+++ Lesetext

Die G-7-Elite verschanzt sich im Juni auf Schloss Elmau – 17.000 Polizisten werden für ihre Sicherheit sorgen. Proteste werden schon vorab kriminalisiert

Mobitime!

Donnerstag, 14. Mai Das Nö-Theater präsentiert: „Gipfelstürmer – History is a work in progess“, 19 Uhr, Zukunft am Ostkreuz, Laskerstraße 5 ■ Samstag, 16. Mai Das Berliner Stop-G7-Bündnis ruft zur Blockade auf. Infoveranstaltung mit Referent Winfried Wolf. 20 Uhr, Versammlungsraum im Mehringhof, Gneisenaustraße 2a ■ Mittwoch, 20. Mai Transnationale Mobilisierungstour: „Der Gipfel ruft, wir kommen alle!“ Podiumsdiskussion, 20 Uhr, FDCL im Mehringhof, Gneisenaustraße 2a

Das Schloss Elmau ist noch weit davon entfernt, zum Geografie-Allgemeinwissen zu gehören – ganz anders als das Ostseebad Heiligendamm, das als Austragungsort des G-8-Gipfels 2007 zu weltweiter Berühmtheit gelangte. Dabei wird das Luxusressort oberhalb des bayerischen Örtchens Klais schon in drei Wochen den verbliebenen sieben Staatschefs als Austragungsort ihres jährlichen Treffens dienen. Doch der Gipfel am 7. und 8. Juni 2015 beschäftigt bislang nur einen überschaubaren Kreis von Aktivisten – und, in weit größerem Ausmaß, die Polizei.

++++++
+++ Gegebene Daten

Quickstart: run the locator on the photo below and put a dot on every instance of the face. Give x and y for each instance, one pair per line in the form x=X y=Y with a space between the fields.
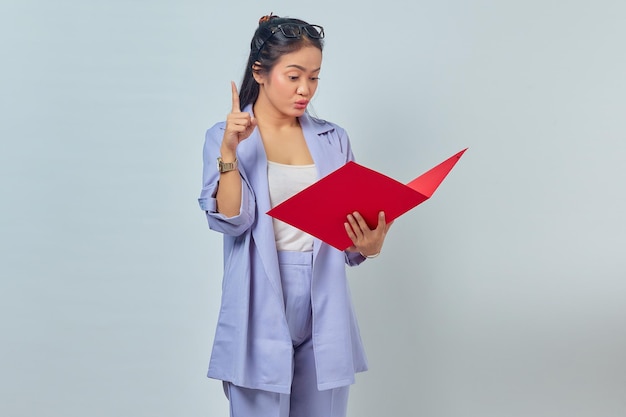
x=291 y=84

++++++

**Aufgabe 1**
Geben Sie den Absatz des Lesetextes, der mit „Das Schloss Elmau ist noch weit“ beginnt, in gekürzter Form wieder. Seine wesentlichen Fakten müssen erhalten bleiben.
**Aufgabe 2**
Drucken Sie aus dem Lesetext alles von „Das Schloss Elmau“ bis hinunter zu „Ausmaß, die Polizei.“ wortgetreu ab.

**Korrekte Ausgabe 1**
Schloss Elmau ist, anders als das Ostseebad Heiligendamm, das 2007 als Austragungsort des G-8-Gipfels weltberühmt wurde, noch kaum bekannt. Dennoch dient das Luxusressort oberhalb des bayerischen Örtchens Klais schon in drei Wochen den sieben Staatschefs als Ort ihres jährlichen Treffens. Der Gipfel am 7. und 8. Juni 2015 beschäftigt bislang nur einen kleinen Kreis von Aktivisten, in weit größerem Ausmaß jedoch die Polizei.

**Korrekte Ausgabe 2**
Das Schloss Elmau ist noch weit davon entfernt, zum Geografie-Allgemeinwissen zu gehören – ganz anders als das Ostseebad Heiligendamm, das als Austragungsort des G-8-Gipfels 2007 zu weltweiter Berühmtheit gelangte. Dabei wird das Luxusressort oberhalb des bayerischen Örtchens Klais schon in drei Wochen den verbliebenen sieben Staatschefs als Austragungsort ihres jährlichen Treffens dienen. Doch der Gipfel am 7. und 8. Juni 2015 beschäftigt bislang nur einen überschaubaren Kreis von Aktivisten – und, in weit größerem Ausmaß, die Polizei.